Answer these questions using the article on CPEB4 and melanoma:
(a) Which journal published the study?
(b) What role did Marisol Soengas have on the paper?
(c) In which two types of cancer is CPEB4 overexpressed?

** PASSAGE TO READ **
>>
Researchers have identified a protein called CPEB4 that seems to be crucial in establishing melanoma’s intrinsic signature and in driving the development of these aggressive tumors.
The study, “Lineage-specific roles of the cytoplasmic polyadenylation factor CPEB4 in the regulation of melanoma drivers,” published in Nature Communications, suggests that CPEB4 may be a promising therapeutic target for melanoma patients.
“In previous studies, we have demonstrated that melanomas are very different from other types of tumors in that they activate mechanisms of self-degradation (autophagy), or control the internalization and secretion of molecules, for example,” Marisol Soengas, senior author of the paper and an expert in the field of melanoma identity, said in a press release.
However, understanding which mechanisms drive the particular aggressive behavior of melanomas has been hindered by the high mutation rate found in these tumors. Now, the researchers have found that CPEB4 plays a critical role in establishing melanoma’s characteristic behavior.
The CPEB family of proteins is known to regulate gene expression by participating in the process of mRNA stabilization in the nucleus. Consistently, these proteins are associated with a multitude of cellular processes, including cell proliferation, differentiation, polarity, and motility.
The expression of CPEBs in cancer is highly variable, with pro- and anti-tumorigenic roles reported depending on the system, most likely because these proteins can both stabilize and destabilize mRNA molecules. CPEB4 caught the attention of researchers because of its overexpression in gliomas and pancreatic cancers, which are also aggressive cancers.
<<
** Referring expression data **
>>
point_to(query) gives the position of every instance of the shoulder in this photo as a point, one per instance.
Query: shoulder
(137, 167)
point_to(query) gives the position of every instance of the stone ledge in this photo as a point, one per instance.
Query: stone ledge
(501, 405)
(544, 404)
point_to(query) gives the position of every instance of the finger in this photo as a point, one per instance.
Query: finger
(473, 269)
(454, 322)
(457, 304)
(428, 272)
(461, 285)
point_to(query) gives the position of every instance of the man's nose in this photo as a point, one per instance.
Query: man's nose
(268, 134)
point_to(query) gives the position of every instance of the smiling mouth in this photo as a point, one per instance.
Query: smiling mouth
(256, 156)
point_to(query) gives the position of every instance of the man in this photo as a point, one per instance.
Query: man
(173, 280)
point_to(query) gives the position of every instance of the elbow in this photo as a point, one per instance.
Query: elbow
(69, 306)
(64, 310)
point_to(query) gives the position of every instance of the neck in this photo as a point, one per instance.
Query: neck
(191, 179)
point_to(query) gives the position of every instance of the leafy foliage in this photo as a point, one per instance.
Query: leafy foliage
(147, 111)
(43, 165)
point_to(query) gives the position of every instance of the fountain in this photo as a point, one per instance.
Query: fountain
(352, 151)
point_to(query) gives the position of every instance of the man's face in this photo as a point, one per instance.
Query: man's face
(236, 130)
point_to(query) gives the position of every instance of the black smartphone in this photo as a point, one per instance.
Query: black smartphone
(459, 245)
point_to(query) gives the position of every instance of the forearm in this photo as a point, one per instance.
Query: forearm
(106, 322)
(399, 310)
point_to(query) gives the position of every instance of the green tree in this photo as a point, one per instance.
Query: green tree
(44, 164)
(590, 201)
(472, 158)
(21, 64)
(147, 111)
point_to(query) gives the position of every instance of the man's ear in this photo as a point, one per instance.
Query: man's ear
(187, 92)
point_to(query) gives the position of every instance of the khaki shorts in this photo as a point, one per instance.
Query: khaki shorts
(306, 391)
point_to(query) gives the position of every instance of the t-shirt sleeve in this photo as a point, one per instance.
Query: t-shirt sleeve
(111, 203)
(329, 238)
<<
** PROBLEM SOLUTION **
(a) Nature Communications
(b) Senior author
(c) Gliomas and pancreatic cancers